──────── Passage for review ────────

Finances will be at forefront of decisions
Yorkton Council some key decisions ahead in 2022. (File Photo)
YORKTON - As a new year dawns it is natural to wonder what lies ahead for the city? 

The first thing to realize of course as Yorkton Council works through another year is that there will not be enough dollars to fulfill all the requests made by the community. 

Through 2021, we saw presentations made to Council about the need for an indoor basketball facility to help deal with the growth of that sport among youth, the merits of a pump bike track, the need for a City-owned football field to facilitate growth in youth football, and the list goes on. 

We also know Council is already looking at spending millions on a new Deer Park Golf Course Clubhouse, and either a major retrofit of the existing Kinsmen Arena, or as an option an even bigger project of building a new ice rink and tieing it into the existing Gallagher Centre complex. 

And those are just recreational facility wants and needs.

──────── Supplied data ────────

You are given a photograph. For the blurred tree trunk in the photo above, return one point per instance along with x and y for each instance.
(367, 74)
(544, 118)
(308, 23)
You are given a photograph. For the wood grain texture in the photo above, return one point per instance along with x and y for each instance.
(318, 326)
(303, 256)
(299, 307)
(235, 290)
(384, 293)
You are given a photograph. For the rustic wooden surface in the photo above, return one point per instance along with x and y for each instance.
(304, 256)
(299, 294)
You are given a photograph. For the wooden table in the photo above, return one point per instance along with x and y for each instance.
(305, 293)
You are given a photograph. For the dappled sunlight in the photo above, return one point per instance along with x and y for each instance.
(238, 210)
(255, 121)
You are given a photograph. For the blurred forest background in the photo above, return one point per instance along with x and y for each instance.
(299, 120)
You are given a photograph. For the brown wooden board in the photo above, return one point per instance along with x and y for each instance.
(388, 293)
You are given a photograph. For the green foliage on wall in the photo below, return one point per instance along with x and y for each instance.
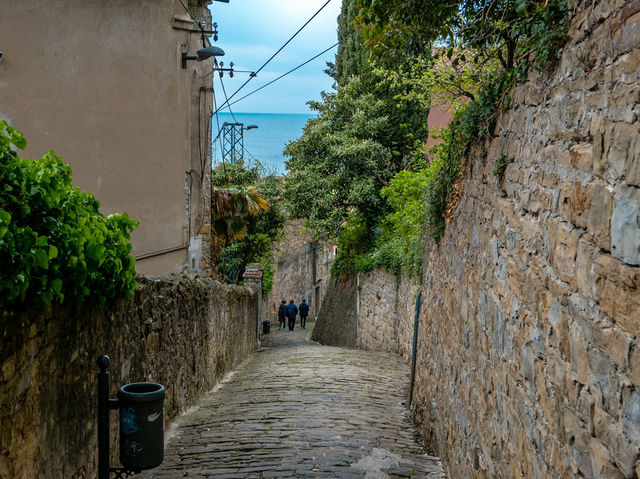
(377, 194)
(55, 245)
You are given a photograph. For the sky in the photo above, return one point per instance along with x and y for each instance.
(250, 31)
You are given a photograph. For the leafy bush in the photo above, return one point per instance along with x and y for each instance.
(55, 245)
(247, 238)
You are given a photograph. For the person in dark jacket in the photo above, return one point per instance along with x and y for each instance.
(304, 312)
(292, 312)
(282, 313)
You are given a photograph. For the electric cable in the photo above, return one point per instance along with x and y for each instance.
(285, 74)
(224, 90)
(254, 74)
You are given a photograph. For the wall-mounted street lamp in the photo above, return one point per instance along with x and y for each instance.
(202, 54)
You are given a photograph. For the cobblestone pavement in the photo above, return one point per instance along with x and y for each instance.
(299, 409)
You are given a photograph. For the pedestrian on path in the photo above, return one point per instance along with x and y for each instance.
(282, 312)
(304, 312)
(292, 312)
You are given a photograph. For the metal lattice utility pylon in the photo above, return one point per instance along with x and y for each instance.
(232, 142)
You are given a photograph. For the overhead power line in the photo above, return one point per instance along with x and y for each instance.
(254, 74)
(285, 74)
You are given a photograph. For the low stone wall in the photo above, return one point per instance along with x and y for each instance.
(529, 362)
(184, 334)
(337, 323)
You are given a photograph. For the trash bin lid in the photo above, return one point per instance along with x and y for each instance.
(141, 392)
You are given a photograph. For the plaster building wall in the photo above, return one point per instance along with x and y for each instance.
(101, 83)
(301, 270)
(184, 334)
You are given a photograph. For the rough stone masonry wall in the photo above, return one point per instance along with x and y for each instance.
(386, 306)
(184, 334)
(301, 270)
(529, 360)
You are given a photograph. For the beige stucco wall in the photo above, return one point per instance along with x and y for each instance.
(101, 83)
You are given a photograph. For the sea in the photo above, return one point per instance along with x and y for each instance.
(267, 142)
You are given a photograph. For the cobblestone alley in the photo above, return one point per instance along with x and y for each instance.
(300, 409)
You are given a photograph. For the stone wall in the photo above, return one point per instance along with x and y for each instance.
(529, 352)
(386, 306)
(183, 333)
(301, 270)
(337, 323)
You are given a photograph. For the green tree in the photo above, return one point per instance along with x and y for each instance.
(55, 245)
(247, 219)
(362, 136)
(352, 57)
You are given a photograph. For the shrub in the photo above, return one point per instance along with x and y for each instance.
(55, 245)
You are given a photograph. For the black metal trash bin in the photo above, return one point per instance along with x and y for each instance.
(141, 425)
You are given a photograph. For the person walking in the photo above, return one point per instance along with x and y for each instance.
(292, 312)
(282, 312)
(304, 312)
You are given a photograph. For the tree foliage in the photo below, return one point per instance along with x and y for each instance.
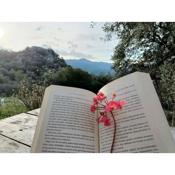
(148, 47)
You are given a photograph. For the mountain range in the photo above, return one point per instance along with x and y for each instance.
(92, 67)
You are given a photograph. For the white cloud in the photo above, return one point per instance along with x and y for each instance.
(71, 39)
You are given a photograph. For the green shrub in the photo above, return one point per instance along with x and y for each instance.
(11, 106)
(30, 94)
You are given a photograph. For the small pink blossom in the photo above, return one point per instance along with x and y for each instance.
(114, 105)
(105, 120)
(99, 97)
(93, 108)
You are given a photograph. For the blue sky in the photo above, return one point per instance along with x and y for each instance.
(71, 40)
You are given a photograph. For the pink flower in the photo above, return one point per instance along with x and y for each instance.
(99, 97)
(93, 108)
(114, 105)
(105, 120)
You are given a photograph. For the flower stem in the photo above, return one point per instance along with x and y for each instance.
(113, 141)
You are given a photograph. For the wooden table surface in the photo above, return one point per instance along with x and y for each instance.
(16, 132)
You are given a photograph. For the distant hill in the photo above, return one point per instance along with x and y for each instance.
(31, 62)
(91, 66)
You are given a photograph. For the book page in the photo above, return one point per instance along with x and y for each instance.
(141, 124)
(65, 122)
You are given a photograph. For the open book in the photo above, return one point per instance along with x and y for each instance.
(66, 124)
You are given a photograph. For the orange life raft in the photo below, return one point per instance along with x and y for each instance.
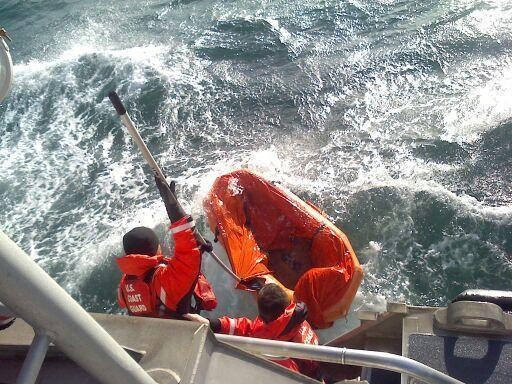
(272, 236)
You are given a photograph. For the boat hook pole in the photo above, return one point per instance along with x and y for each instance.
(128, 123)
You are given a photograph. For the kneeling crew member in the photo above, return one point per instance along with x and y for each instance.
(155, 286)
(278, 319)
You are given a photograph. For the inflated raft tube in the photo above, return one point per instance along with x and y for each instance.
(272, 236)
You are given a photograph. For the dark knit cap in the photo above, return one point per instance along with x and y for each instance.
(142, 241)
(272, 301)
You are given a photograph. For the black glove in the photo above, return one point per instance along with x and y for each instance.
(206, 246)
(168, 194)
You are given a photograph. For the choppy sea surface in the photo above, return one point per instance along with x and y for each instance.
(393, 116)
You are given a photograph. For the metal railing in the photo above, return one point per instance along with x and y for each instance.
(56, 318)
(370, 359)
(34, 296)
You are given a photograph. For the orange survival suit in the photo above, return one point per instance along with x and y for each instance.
(156, 286)
(290, 326)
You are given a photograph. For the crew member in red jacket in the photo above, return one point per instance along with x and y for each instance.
(6, 320)
(155, 286)
(278, 319)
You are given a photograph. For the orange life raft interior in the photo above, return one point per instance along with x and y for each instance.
(272, 236)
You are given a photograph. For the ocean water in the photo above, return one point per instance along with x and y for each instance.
(393, 116)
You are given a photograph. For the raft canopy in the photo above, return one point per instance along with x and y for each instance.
(270, 235)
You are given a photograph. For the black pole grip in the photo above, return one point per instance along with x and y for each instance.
(117, 103)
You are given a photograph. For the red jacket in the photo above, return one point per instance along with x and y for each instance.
(156, 286)
(6, 322)
(290, 326)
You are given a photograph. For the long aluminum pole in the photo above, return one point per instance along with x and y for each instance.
(5, 65)
(33, 295)
(371, 359)
(134, 133)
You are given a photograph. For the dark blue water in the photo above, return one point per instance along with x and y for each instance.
(393, 116)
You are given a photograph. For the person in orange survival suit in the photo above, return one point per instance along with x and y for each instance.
(155, 286)
(278, 319)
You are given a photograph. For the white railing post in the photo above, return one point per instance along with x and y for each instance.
(347, 356)
(34, 296)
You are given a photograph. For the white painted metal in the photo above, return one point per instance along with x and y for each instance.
(34, 360)
(128, 123)
(33, 295)
(6, 72)
(347, 356)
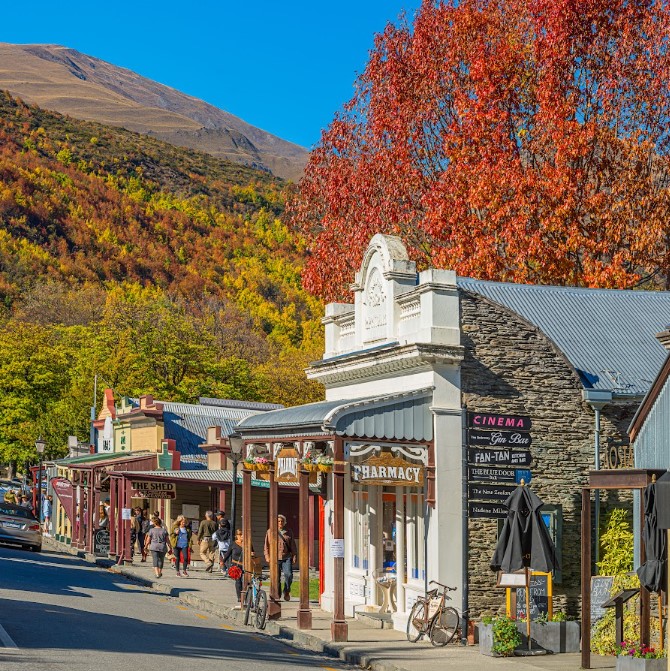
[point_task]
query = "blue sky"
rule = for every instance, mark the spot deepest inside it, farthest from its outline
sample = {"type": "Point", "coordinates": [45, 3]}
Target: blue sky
{"type": "Point", "coordinates": [284, 67]}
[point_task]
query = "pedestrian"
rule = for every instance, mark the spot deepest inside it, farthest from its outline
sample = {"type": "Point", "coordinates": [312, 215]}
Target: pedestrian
{"type": "Point", "coordinates": [139, 519]}
{"type": "Point", "coordinates": [222, 538]}
{"type": "Point", "coordinates": [158, 543]}
{"type": "Point", "coordinates": [286, 554]}
{"type": "Point", "coordinates": [205, 532]}
{"type": "Point", "coordinates": [47, 506]}
{"type": "Point", "coordinates": [146, 525]}
{"type": "Point", "coordinates": [181, 542]}
{"type": "Point", "coordinates": [103, 520]}
{"type": "Point", "coordinates": [235, 555]}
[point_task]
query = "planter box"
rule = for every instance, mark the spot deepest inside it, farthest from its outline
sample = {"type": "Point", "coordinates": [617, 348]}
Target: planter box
{"type": "Point", "coordinates": [626, 663]}
{"type": "Point", "coordinates": [552, 636]}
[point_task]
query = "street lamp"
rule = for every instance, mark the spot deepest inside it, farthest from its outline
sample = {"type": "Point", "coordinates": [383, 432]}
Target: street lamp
{"type": "Point", "coordinates": [236, 443]}
{"type": "Point", "coordinates": [40, 445]}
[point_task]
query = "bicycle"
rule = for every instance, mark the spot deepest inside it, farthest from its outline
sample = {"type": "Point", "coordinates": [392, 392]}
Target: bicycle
{"type": "Point", "coordinates": [256, 600]}
{"type": "Point", "coordinates": [430, 615]}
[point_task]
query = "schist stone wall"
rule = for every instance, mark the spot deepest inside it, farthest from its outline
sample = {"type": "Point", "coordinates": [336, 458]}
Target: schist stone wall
{"type": "Point", "coordinates": [510, 367]}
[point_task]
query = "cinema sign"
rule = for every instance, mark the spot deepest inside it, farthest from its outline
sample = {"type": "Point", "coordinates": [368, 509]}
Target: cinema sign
{"type": "Point", "coordinates": [386, 469]}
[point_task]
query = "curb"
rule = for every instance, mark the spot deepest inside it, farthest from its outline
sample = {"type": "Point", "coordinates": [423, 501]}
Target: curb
{"type": "Point", "coordinates": [290, 636]}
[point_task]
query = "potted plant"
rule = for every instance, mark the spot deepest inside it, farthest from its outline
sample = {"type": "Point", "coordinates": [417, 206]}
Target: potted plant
{"type": "Point", "coordinates": [498, 636]}
{"type": "Point", "coordinates": [262, 463]}
{"type": "Point", "coordinates": [636, 657]}
{"type": "Point", "coordinates": [325, 463]}
{"type": "Point", "coordinates": [308, 462]}
{"type": "Point", "coordinates": [554, 634]}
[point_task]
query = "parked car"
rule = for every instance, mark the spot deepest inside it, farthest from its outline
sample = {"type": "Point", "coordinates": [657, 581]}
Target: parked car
{"type": "Point", "coordinates": [19, 526]}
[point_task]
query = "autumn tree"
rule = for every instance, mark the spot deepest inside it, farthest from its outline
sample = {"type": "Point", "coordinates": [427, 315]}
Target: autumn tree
{"type": "Point", "coordinates": [513, 140]}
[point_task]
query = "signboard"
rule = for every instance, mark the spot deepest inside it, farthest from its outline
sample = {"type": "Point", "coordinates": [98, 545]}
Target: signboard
{"type": "Point", "coordinates": [337, 548]}
{"type": "Point", "coordinates": [286, 465]}
{"type": "Point", "coordinates": [540, 596]}
{"type": "Point", "coordinates": [101, 543]}
{"type": "Point", "coordinates": [478, 437]}
{"type": "Point", "coordinates": [484, 492]}
{"type": "Point", "coordinates": [490, 511]}
{"type": "Point", "coordinates": [499, 475]}
{"type": "Point", "coordinates": [504, 457]}
{"type": "Point", "coordinates": [485, 420]}
{"type": "Point", "coordinates": [601, 589]}
{"type": "Point", "coordinates": [386, 469]}
{"type": "Point", "coordinates": [64, 490]}
{"type": "Point", "coordinates": [145, 489]}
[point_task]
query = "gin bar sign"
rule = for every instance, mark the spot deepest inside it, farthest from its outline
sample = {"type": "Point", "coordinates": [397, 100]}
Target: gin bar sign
{"type": "Point", "coordinates": [490, 421]}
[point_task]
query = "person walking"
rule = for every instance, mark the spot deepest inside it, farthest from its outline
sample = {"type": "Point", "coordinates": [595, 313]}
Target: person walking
{"type": "Point", "coordinates": [181, 542]}
{"type": "Point", "coordinates": [222, 538]}
{"type": "Point", "coordinates": [235, 555]}
{"type": "Point", "coordinates": [286, 554]}
{"type": "Point", "coordinates": [158, 543]}
{"type": "Point", "coordinates": [206, 530]}
{"type": "Point", "coordinates": [47, 506]}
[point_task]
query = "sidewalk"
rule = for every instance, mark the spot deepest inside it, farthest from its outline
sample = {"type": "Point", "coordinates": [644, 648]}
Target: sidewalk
{"type": "Point", "coordinates": [370, 648]}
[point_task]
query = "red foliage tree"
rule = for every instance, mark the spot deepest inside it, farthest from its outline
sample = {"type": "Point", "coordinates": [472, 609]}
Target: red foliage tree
{"type": "Point", "coordinates": [515, 140]}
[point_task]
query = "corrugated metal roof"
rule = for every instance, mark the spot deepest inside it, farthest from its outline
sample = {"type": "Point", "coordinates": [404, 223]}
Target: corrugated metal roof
{"type": "Point", "coordinates": [606, 334]}
{"type": "Point", "coordinates": [403, 416]}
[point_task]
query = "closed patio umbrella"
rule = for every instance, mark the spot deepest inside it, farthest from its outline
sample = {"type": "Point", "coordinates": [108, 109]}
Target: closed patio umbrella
{"type": "Point", "coordinates": [652, 572]}
{"type": "Point", "coordinates": [524, 542]}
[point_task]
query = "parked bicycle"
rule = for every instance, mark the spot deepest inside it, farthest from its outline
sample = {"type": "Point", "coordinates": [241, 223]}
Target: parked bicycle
{"type": "Point", "coordinates": [432, 617]}
{"type": "Point", "coordinates": [256, 600]}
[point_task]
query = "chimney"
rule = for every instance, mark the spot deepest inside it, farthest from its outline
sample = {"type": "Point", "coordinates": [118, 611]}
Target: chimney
{"type": "Point", "coordinates": [664, 337]}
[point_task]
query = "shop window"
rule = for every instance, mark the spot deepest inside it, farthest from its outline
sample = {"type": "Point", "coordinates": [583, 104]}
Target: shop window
{"type": "Point", "coordinates": [415, 530]}
{"type": "Point", "coordinates": [360, 529]}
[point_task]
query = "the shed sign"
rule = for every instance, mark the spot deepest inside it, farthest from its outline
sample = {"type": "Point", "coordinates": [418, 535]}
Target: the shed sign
{"type": "Point", "coordinates": [146, 489]}
{"type": "Point", "coordinates": [386, 469]}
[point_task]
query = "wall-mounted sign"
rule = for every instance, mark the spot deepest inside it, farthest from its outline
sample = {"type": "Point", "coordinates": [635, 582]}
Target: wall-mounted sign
{"type": "Point", "coordinates": [486, 420]}
{"type": "Point", "coordinates": [484, 492]}
{"type": "Point", "coordinates": [286, 465]}
{"type": "Point", "coordinates": [491, 511]}
{"type": "Point", "coordinates": [386, 469]}
{"type": "Point", "coordinates": [145, 489]}
{"type": "Point", "coordinates": [481, 456]}
{"type": "Point", "coordinates": [483, 474]}
{"type": "Point", "coordinates": [477, 437]}
{"type": "Point", "coordinates": [64, 490]}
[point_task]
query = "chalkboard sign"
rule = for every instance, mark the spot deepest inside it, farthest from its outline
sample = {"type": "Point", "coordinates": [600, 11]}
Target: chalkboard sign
{"type": "Point", "coordinates": [601, 588]}
{"type": "Point", "coordinates": [540, 596]}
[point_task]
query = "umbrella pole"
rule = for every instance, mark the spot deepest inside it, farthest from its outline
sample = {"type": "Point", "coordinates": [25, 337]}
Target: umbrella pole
{"type": "Point", "coordinates": [528, 607]}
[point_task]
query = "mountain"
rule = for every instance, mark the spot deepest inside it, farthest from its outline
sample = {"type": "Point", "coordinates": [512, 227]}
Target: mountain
{"type": "Point", "coordinates": [72, 83]}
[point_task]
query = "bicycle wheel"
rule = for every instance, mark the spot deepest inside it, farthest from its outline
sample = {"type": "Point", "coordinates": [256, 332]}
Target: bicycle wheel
{"type": "Point", "coordinates": [444, 627]}
{"type": "Point", "coordinates": [261, 610]}
{"type": "Point", "coordinates": [248, 599]}
{"type": "Point", "coordinates": [416, 622]}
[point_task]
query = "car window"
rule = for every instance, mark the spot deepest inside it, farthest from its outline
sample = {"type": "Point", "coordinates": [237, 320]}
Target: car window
{"type": "Point", "coordinates": [17, 512]}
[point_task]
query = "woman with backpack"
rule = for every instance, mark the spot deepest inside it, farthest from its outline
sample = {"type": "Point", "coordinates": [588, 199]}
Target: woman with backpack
{"type": "Point", "coordinates": [158, 543]}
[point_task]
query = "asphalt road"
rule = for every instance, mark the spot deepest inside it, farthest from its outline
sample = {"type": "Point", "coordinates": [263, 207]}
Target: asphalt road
{"type": "Point", "coordinates": [64, 614]}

────────

## Directions
1. From the article on Yorkton Council's finances, write out the stretch from "Finances will be" through "for the city?".
2. Pick up the article on Yorkton Council's finances after its final sentence and carry it forward.
The listing has no connection to the article on Yorkton Council's finances.

## Responses by item number
1.
Finances will be at forefront of decisions
Yorkton Council some key decisions ahead in 2022. (File Photo)
YORKTON - As a new year dawns it is natural to wonder what lies ahead for the city?

2.
Anyone who has followed Yorkton Council in stories in this publication will be keenly aware the municipality, like most cities across Saskatchewan and Canada, face a massive infrastructure deficit. Certainly Trent Mandzuk, Director of Public Works with the City has pointed out on various occasions that it will take decades at current spending levels to replace the City’s water and sewer lines, sidewalks, gutters and street pavement, even though in the cases of some of that infrastructure it is already well beyond its anticipated life expectancy. 

While we might be able to patch pavement, or slow down to avoid a growing number of potholes, and deal with crumbling sidewalks, deteriorating sewer and water lines are more concerning, dollars to increase replacement spending and speed the long replacement times are not easily found – at least without huge tax increases. 

And, this Council were rather vocal following the last election they wanted to keep tax increases to a minimum, and they managed to hold the line with a zero per cent increase to overall tax dollars collected in 2021. 

That was seen as prudent given the unknowns of being in the midst of a COVID-19 pandemic, and the swings in property assessment coming from the most recent reassessment in Saskatchewan. 

This time around, as Council delves into the public reveal of its 2022 budget in the coming weeks, the pressures on the numbers, including additional RCMP costs and reduced funding from the province will almost assuredly mean an increase in property taxes.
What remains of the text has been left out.